-------- Отрывок для чтения --------

Духовное делание Иисуса Христа есть двойственный акт: акт нового самораскрытия Сущности Бога в кенозисе и акт духовно-творческого раскрытия сущности человека в теозисе (qšosiz — греч. обоженье). В Иисусе Христе одновременно вочеловечился Бог и обожился человек, ибо то, что совершил Иисус Христос, он совершил двояко — как Бог и как человек. Здесь особенно важно оберечься уклона к монофизитству, потому что если считать, что Иисус Христос был только Бог в человеческой оболочке, то духовное творчество человека отсутствует и тварная сущность человека не получает освящения. Но таинственная суть явления Иисуса Христа именно в том и заключается, что Он был не только целостный Бог в облике человеческом, но и целостный человек в Образе и Подобии Божием. Христос явился совершенно Богом, но Иисус стал совершенно человеком. Через Иисуса падший человек обожился, стал уже не просто человеком, а Богочеловеком, смог понести в себе не только тварную свою сущность, не только восуществлённую идею Бога о человеке, но и сам Логос — сущность Божественную и сам Эрос — Неизреченную Божию Любовь.
Ради Любви Слово стало плотью.
Ради Любви к твари умалился Бог.
Ради Любви к Богу возвеличилась тварь.
Это была и есть одна Любовь, единый Богочеловеческий Эрос. Один единственный раз, но навеки освятив человеческую природу, через вочеловечившегося Христа, принял Бог образ человеческий. Один единственный раз, но навеки приняв освящение свыше через Иисуса, человек понёс в себе Бога. В этом грандиозном, решающем метасобытии истории естественный порядок материи и природной необходимости был преодолён сверхъестественным порядком свободы и творящего духа Любви. Воскресение Христово — это прямое вхождение вечности в мир времени-к-смерти. Оно совершилось как творческий акт кенозиса-теозиса, в результате которого Творение навечно обогатилось новым небывалым духовным сокровищем, сокровищем восторжествовавшего Эроса: предельным снисхождением Бога и предельным восхождением человека. Судьба Иисуса-Богочеловека и есть откровение о духовном творчестве как Спасении через Любовь — о том, что на вершинах духовно-творческих, через напряжение всех тварных своих сил к сотворению сущности, человек не только раскрывает своё богоданное тварное что, но и познаёт в себе присутствие самого Бога как беспредельной человечности. В Иисусе-Богочеловеке вновь утверждается изначальная, для падшего мира невозможная, но паки грядущая близость Бога и человека — по выражению Бердяева, «прорастание человека в Боге и Бога в человеке».

--------

◆ Обязательные задания:
1/ Выпишите из отрывка все предложения, которые начинаются со слов «Ради Любви».
2/ Выпишите без изменений строки из перечня строк: начните с самой первой и остановитесь после той, где есть «Could you please».
Отрывок и строки никак между собой не связаны.

-------- Перечень строк --------

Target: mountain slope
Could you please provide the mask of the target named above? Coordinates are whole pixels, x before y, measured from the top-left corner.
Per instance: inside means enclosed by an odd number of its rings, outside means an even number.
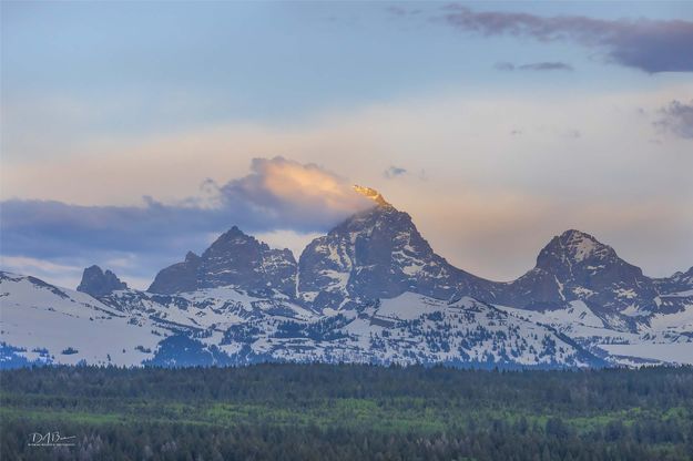
[[[162,269],[151,293],[174,294],[235,286],[295,295],[296,260],[288,249],[272,249],[234,226],[203,254],[190,252],[183,263]]]
[[[286,296],[233,288],[183,295],[115,290],[96,300],[2,273],[2,357],[53,363],[162,366],[257,361],[588,367],[602,362],[552,329],[472,298],[406,293],[335,316]]]
[[[343,309],[406,291],[439,299],[493,298],[495,284],[434,253],[411,217],[374,189],[375,206],[313,240],[298,262],[298,293],[317,309]]]
[[[506,285],[497,303],[546,311],[580,300],[610,327],[634,330],[638,317],[658,310],[658,295],[653,280],[613,248],[589,234],[567,230],[539,253],[534,268]]]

--------

◆ Ответы к заданиям:
1/
Ради Любви Слово стало плотью.
Ради Любви к твари умалился Бог.
Ради Любви к Богу возвеличилась тварь.

2/
Target: mountain slope
Could you please provide the mask of the target named above? Coordinates are whole pixels, x before y, measured from the top-left corner.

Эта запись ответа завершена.